| Dataset content |
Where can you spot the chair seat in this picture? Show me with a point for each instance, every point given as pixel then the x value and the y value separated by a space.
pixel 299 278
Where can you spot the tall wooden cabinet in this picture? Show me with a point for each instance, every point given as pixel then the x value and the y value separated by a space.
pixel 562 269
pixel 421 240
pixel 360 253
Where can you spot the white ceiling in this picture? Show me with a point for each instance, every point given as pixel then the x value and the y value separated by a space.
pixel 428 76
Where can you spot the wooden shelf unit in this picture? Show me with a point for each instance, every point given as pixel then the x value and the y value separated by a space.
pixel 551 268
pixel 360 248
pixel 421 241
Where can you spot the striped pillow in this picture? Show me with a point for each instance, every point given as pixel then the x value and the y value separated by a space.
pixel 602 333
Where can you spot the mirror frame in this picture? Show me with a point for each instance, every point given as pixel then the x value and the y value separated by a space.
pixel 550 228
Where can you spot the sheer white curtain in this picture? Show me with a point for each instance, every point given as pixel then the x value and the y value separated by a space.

| Your task |
Write out every entry above exactly as given.

| Solution for this task |
Where can you spot the chair seat in this picture? Show me with a point for each instance, every point given as pixel then the x value and the y value separated by a space.
pixel 299 278
Where can you spot the tall wooden cabinet in this picture? Show me with a point for each instance, every point given as pixel then the x value and the y value separated by a space.
pixel 562 269
pixel 421 240
pixel 360 253
Where can you spot the white ceiling in this picture? Show me with a point for each instance, every point given as pixel then the x value and the y value separated by a space.
pixel 428 76
Where can you spot the wooden shelf unit in this picture? Show me with a point for each instance, every point given as pixel then the x value and the y value separated by a space.
pixel 551 268
pixel 360 248
pixel 421 241
Where can you spot the striped pillow in this picture? Show me with a point for each instance, every point given as pixel then the x value and the y value separated by a space.
pixel 602 333
Where can you spot the mirror frame in this picture? Show me with a point for each instance, every point given as pixel then the x value and the y value separated by a space.
pixel 550 228
Where can you spot the sheer white curtain in this picture? Show me with a point for each instance, every point given as pixel then the x value and the y value separated by a space.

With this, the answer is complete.